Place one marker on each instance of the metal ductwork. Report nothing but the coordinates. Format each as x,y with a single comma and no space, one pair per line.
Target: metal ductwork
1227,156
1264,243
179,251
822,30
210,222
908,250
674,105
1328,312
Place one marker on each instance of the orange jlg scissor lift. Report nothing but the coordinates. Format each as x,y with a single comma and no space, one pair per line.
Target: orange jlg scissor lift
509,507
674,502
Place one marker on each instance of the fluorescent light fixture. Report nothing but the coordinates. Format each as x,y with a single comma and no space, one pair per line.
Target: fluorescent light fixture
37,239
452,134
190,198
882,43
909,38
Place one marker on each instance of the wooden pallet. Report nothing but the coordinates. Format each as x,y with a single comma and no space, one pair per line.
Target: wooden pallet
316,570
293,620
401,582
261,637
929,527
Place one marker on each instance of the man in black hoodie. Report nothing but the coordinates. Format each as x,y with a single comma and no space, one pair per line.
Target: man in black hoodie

GIVEN EXERCISE >>
Write out all of the material above, line for line, with no changes.

CORRECT RESULT >>
Place one marker on each instance of the metal ductwork. Report nothing but the coordinates. Format each as x,y with a single comma and no space, one pair per line.
Target: metal ductwork
1227,156
1264,243
179,251
822,30
210,222
908,250
674,105
1328,312
Place one marker on each instance of the orange jlg scissor lift. Report nothing but the coordinates. Format each as x,y with a single comma and no space, one pair per line.
Target: orange jlg scissor lift
509,507
674,502
Place one marker on each instance of the fluorescent light fixture. Report nothing but the coordinates. Format each as x,y with a single comma and no space, one pair per line.
Target: fluorescent light fixture
37,239
452,134
190,198
882,43
909,38
Place one marker on each instance of the wooden pallet. Report nothing but the coordinates. Format each as x,y with a single comma and no space, one pair per line.
Target: wooden pallet
316,570
293,620
401,582
261,637
929,527
Place one marker on each instance of the man in black hoodie. Report nothing but the coordinates. Format each as x,y with a single comma and no space, one pair per line.
Target: man in black hoodie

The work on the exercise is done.